## PROBLEM DETAILS
The answer must consist of every line in the records that contains the word "green".

________

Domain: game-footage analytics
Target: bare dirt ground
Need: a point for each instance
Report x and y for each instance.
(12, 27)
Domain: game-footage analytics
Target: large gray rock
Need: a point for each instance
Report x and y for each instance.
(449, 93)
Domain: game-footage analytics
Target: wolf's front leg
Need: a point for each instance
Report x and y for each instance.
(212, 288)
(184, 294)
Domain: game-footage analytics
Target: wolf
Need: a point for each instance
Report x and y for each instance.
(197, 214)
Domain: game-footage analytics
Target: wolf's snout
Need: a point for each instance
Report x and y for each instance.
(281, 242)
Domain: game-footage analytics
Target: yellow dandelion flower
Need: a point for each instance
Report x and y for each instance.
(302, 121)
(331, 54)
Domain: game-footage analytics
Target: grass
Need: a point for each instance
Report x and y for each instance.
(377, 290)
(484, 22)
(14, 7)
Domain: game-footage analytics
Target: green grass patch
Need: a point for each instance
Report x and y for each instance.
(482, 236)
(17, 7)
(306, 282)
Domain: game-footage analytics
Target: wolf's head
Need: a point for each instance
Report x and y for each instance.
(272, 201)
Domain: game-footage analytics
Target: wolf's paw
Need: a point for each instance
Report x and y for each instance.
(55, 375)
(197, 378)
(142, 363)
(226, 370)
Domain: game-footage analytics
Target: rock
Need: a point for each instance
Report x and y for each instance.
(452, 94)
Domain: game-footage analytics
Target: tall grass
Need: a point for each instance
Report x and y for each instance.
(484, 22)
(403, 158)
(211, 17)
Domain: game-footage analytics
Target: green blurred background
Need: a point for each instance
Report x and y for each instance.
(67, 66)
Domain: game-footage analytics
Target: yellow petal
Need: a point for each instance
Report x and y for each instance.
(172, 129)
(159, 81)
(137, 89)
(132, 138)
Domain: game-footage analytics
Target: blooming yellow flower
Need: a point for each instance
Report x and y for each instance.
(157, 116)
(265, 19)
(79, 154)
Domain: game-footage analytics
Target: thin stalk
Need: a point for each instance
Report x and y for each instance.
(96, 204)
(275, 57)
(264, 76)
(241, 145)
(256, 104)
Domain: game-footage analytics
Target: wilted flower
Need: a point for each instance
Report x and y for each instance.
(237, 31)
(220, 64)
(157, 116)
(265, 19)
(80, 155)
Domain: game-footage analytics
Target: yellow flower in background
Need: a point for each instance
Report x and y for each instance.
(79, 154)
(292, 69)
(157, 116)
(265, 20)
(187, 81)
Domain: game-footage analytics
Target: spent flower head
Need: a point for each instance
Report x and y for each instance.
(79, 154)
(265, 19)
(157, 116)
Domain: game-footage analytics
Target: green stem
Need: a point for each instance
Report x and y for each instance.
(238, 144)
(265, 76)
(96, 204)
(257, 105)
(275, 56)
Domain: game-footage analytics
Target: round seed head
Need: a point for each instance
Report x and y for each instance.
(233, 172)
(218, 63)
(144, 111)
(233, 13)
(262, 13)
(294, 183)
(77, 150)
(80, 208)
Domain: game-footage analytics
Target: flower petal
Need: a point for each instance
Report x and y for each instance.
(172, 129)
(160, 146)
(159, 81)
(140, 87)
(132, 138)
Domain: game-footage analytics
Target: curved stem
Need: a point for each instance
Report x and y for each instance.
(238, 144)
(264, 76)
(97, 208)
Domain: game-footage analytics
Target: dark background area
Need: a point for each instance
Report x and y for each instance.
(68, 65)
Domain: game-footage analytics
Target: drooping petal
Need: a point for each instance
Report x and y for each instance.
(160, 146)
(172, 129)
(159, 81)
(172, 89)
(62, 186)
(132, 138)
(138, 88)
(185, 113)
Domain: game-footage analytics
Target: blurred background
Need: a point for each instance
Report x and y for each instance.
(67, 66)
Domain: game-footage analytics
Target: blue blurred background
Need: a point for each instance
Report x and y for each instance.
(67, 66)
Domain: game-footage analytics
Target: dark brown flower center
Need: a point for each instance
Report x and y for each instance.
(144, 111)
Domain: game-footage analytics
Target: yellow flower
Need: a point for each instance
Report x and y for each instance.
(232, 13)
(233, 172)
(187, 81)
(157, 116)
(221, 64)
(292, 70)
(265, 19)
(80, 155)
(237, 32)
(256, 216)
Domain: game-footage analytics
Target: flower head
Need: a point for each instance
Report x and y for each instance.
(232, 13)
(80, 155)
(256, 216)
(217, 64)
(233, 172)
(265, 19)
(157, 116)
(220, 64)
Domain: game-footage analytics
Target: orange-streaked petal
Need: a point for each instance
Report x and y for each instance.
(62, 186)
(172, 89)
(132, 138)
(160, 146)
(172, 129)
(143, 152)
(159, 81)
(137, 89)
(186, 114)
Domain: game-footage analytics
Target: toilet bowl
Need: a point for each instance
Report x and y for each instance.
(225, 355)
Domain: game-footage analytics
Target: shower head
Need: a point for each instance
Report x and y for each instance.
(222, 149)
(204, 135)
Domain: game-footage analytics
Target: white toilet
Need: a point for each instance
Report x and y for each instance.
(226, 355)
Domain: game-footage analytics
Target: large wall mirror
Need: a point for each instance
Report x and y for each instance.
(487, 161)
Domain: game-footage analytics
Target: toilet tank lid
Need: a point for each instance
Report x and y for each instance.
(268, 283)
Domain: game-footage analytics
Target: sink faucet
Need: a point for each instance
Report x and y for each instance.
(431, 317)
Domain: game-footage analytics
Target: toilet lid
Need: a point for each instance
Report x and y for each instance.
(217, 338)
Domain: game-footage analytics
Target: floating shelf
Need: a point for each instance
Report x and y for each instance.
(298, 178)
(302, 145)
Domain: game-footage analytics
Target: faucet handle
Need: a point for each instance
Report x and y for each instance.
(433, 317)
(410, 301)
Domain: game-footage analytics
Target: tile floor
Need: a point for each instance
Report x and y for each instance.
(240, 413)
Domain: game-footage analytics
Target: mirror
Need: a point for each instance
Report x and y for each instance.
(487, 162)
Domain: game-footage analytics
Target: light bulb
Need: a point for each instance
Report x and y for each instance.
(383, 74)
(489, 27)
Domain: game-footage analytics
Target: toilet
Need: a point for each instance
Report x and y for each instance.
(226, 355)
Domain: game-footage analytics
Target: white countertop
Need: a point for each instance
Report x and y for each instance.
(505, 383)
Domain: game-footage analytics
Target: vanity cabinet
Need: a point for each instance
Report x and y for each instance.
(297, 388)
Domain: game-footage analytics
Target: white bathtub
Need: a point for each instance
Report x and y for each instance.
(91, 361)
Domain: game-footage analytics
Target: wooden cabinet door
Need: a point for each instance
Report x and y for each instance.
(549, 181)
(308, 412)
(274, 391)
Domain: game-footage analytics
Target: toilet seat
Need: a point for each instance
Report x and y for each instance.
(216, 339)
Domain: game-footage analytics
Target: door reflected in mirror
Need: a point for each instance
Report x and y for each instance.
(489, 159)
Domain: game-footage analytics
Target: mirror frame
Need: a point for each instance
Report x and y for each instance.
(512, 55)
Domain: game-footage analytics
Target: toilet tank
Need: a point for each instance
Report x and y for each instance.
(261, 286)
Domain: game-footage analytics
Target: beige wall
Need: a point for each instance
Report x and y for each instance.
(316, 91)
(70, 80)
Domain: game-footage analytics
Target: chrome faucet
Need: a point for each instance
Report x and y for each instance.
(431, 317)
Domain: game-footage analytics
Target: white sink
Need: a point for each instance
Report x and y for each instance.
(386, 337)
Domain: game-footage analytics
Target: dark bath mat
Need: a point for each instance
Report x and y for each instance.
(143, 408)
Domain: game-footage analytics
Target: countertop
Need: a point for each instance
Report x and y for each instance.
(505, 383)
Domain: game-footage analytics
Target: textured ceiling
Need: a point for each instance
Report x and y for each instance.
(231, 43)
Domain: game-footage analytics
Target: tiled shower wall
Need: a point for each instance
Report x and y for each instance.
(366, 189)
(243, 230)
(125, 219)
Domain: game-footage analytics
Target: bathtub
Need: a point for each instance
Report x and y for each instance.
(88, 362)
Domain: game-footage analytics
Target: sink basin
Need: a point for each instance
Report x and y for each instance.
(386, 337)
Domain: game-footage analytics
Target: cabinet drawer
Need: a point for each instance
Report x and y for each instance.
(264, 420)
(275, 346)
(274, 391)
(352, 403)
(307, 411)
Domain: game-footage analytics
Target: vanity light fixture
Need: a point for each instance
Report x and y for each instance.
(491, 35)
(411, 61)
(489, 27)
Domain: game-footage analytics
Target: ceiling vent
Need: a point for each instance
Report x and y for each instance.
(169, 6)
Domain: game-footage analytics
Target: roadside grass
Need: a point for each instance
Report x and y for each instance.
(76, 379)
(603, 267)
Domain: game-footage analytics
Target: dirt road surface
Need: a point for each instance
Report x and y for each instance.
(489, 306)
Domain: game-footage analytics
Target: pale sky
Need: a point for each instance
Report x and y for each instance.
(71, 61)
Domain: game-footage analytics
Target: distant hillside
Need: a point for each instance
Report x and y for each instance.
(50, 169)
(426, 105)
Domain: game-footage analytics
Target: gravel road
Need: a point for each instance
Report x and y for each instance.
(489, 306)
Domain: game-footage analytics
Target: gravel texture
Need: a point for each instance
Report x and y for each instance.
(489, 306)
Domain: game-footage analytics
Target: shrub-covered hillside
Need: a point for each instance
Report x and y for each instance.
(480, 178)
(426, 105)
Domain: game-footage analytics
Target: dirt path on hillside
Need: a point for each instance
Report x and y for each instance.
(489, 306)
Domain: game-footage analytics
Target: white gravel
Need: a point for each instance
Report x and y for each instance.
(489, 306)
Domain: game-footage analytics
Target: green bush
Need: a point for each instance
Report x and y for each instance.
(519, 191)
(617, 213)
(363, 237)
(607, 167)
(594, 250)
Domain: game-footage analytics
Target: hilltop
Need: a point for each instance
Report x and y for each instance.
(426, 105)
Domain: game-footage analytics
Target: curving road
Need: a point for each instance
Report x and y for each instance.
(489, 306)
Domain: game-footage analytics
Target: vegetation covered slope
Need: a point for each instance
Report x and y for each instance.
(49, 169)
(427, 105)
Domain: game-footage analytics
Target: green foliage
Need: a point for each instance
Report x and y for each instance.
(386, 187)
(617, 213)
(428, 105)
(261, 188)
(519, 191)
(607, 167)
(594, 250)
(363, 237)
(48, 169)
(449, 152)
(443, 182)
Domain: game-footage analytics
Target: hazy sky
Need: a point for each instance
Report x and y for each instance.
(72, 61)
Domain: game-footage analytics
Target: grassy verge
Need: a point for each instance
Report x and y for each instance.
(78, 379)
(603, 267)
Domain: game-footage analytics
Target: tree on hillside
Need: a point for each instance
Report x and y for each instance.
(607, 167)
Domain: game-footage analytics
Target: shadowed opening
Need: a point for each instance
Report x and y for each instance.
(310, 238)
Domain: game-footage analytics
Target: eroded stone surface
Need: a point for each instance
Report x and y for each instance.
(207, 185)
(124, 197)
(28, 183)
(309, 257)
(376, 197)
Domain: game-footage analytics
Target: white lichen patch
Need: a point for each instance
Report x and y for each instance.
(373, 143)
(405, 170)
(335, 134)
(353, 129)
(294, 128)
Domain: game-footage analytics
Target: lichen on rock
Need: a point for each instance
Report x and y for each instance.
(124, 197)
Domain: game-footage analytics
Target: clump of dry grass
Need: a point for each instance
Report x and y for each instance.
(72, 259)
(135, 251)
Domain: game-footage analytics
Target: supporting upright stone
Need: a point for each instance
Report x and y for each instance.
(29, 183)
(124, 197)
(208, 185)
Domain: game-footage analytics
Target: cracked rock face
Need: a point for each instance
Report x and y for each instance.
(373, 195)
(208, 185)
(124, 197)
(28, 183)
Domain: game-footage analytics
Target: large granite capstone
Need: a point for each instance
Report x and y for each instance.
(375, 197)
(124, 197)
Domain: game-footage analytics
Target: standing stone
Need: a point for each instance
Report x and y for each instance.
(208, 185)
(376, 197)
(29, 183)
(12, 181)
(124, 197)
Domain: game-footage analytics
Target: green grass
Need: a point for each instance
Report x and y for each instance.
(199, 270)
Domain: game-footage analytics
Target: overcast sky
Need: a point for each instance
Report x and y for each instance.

________

## EXERCISE ANSWER
Target: green grass patch
Target: green blurred background
Target: green stem
Target: green bush
Target: green foliage
Target: green grass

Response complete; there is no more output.